**What you will do:**
Copy the records from the start up to and including the line with "top-left (181, 203), bottom-right (352, 234)", requests and all, multiplying each box coordinate in the answers by 2.6 and rounding to whole numbers, with halves rounded up, while the sample box in the requests stays as is. Leave the pictures out.

___

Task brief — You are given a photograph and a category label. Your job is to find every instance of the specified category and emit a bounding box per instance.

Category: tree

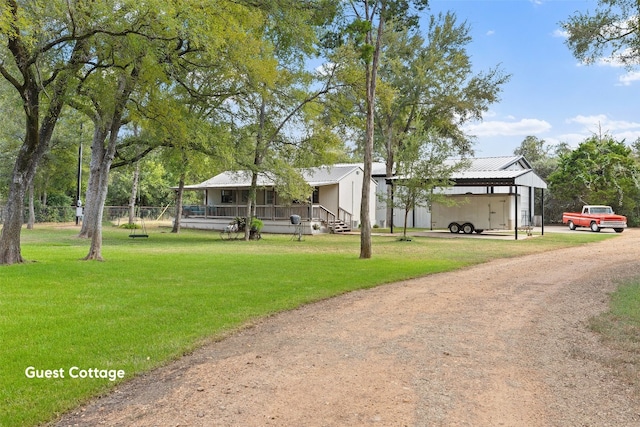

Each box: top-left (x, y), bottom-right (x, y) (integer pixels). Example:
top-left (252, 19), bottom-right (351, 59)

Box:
top-left (228, 1), bottom-right (340, 240)
top-left (333, 0), bottom-right (428, 259)
top-left (549, 135), bottom-right (640, 222)
top-left (0, 0), bottom-right (95, 264)
top-left (376, 13), bottom-right (509, 231)
top-left (561, 0), bottom-right (640, 67)
top-left (389, 121), bottom-right (468, 240)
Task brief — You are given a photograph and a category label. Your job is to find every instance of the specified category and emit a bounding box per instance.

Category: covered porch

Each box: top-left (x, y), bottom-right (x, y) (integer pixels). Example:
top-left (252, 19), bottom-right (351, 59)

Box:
top-left (181, 203), bottom-right (352, 234)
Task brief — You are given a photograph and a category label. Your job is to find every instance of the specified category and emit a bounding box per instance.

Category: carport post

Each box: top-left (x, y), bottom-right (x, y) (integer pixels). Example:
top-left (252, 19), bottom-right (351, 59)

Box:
top-left (540, 188), bottom-right (544, 236)
top-left (514, 185), bottom-right (518, 240)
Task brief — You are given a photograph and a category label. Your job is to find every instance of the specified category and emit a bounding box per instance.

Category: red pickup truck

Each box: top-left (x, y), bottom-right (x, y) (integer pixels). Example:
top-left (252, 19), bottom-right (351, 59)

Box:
top-left (562, 205), bottom-right (627, 233)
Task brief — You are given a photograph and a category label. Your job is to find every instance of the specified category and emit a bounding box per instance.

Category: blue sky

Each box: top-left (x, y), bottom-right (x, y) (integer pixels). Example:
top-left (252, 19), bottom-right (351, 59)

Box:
top-left (429, 0), bottom-right (640, 157)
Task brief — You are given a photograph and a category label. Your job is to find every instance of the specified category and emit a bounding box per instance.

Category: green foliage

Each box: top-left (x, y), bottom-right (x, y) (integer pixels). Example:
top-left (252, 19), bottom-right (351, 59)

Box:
top-left (549, 136), bottom-right (640, 222)
top-left (562, 0), bottom-right (640, 67)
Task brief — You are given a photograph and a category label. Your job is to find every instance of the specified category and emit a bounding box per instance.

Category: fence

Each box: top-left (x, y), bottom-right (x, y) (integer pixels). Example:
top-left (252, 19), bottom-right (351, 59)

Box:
top-left (0, 206), bottom-right (175, 223)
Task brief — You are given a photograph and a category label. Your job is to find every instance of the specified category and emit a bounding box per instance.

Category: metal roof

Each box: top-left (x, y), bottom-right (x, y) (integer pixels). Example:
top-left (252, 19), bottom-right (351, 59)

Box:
top-left (184, 164), bottom-right (362, 190)
top-left (451, 169), bottom-right (547, 188)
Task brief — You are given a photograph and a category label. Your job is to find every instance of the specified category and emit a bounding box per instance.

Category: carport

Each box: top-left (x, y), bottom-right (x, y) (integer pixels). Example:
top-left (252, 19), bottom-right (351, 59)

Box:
top-left (386, 169), bottom-right (547, 240)
top-left (450, 169), bottom-right (547, 240)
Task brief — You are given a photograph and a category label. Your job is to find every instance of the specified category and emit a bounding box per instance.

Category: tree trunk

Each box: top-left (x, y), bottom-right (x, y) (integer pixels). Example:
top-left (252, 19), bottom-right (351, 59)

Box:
top-left (129, 162), bottom-right (140, 225)
top-left (84, 67), bottom-right (139, 261)
top-left (78, 127), bottom-right (108, 239)
top-left (0, 98), bottom-right (41, 264)
top-left (360, 2), bottom-right (386, 259)
top-left (27, 180), bottom-right (36, 230)
top-left (171, 171), bottom-right (185, 233)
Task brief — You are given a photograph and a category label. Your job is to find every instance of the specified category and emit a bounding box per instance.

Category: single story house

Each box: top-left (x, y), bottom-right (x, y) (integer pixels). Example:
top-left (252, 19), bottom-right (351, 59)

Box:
top-left (181, 164), bottom-right (376, 234)
top-left (181, 156), bottom-right (547, 237)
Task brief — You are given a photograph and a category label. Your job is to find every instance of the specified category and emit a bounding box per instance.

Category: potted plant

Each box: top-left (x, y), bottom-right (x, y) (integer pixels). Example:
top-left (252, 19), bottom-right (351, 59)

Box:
top-left (249, 218), bottom-right (264, 240)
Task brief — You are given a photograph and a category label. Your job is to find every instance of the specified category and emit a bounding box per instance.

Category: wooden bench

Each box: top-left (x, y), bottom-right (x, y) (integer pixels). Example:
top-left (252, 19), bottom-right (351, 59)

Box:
top-left (518, 225), bottom-right (533, 236)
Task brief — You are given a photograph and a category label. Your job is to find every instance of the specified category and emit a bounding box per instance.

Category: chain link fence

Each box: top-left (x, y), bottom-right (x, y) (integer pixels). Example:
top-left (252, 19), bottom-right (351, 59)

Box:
top-left (0, 206), bottom-right (176, 225)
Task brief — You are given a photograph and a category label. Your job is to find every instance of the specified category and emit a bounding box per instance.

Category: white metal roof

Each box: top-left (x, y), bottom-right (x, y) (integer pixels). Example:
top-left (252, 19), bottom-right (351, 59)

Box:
top-left (185, 164), bottom-right (362, 190)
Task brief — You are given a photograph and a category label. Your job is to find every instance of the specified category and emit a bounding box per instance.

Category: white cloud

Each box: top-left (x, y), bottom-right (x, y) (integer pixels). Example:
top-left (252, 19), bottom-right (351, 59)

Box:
top-left (618, 71), bottom-right (640, 86)
top-left (467, 119), bottom-right (551, 136)
top-left (566, 114), bottom-right (640, 133)
top-left (552, 28), bottom-right (569, 39)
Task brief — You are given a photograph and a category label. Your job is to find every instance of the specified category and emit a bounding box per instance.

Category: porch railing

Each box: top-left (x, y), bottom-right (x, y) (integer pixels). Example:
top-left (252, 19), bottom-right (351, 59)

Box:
top-left (338, 208), bottom-right (352, 227)
top-left (182, 205), bottom-right (351, 224)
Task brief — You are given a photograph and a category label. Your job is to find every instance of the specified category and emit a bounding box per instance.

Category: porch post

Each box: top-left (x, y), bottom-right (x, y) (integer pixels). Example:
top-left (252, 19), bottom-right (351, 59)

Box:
top-left (514, 185), bottom-right (518, 240)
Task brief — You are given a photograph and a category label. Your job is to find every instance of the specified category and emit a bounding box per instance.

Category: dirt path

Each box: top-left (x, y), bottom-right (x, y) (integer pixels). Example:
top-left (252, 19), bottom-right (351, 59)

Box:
top-left (56, 230), bottom-right (640, 426)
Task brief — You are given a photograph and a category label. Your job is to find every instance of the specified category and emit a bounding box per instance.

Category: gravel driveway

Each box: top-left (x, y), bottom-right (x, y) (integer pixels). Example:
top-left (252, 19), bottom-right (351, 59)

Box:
top-left (55, 229), bottom-right (640, 426)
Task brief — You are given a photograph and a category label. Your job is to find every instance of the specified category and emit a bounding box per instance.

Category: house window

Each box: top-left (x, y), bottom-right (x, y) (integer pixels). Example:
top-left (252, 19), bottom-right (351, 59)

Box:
top-left (221, 190), bottom-right (233, 203)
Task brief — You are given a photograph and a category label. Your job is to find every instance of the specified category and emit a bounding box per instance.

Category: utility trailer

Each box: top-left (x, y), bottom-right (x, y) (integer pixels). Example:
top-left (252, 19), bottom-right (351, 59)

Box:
top-left (431, 194), bottom-right (520, 234)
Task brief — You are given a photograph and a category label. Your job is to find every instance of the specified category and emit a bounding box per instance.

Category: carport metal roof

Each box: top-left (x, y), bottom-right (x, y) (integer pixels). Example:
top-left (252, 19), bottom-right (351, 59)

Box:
top-left (451, 169), bottom-right (547, 189)
top-left (386, 165), bottom-right (547, 240)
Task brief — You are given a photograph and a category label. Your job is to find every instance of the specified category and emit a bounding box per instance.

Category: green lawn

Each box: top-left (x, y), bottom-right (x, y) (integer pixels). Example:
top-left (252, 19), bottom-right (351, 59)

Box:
top-left (0, 227), bottom-right (613, 426)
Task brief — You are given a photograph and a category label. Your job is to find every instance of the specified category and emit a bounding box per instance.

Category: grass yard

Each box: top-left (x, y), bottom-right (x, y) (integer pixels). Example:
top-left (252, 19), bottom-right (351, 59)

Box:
top-left (0, 226), bottom-right (612, 427)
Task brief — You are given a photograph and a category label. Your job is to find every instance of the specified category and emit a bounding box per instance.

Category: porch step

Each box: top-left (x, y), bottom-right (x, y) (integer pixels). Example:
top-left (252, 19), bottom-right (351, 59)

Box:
top-left (329, 219), bottom-right (351, 233)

___

**Correct response:**
Task brief — You are given a photograph and a category label. Your job is to find every instance of the specified category and emit a bounding box per instance.

Category: tree


Each box: top-left (x, y), bottom-right (x, y) (integer pixels). Example:
top-left (252, 19), bottom-right (351, 59)

Box:
top-left (593, 3), bottom-right (884, 624)
top-left (866, 0), bottom-right (1113, 673)
top-left (1427, 351), bottom-right (1664, 577)
top-left (0, 0), bottom-right (247, 686)
top-left (978, 34), bottom-right (1323, 601)
top-left (1459, 0), bottom-right (1664, 174)
top-left (1011, 315), bottom-right (1217, 624)
Task brief — You are given a photograph and a category label. Your job is to find every instance of the specified category and emit a bounding box per instance.

Category: covered porch

Each box: top-left (x, y), bottom-right (x, y) (integer pixels). Example:
top-left (252, 19), bottom-right (351, 59)

Box:
top-left (471, 528), bottom-right (915, 608)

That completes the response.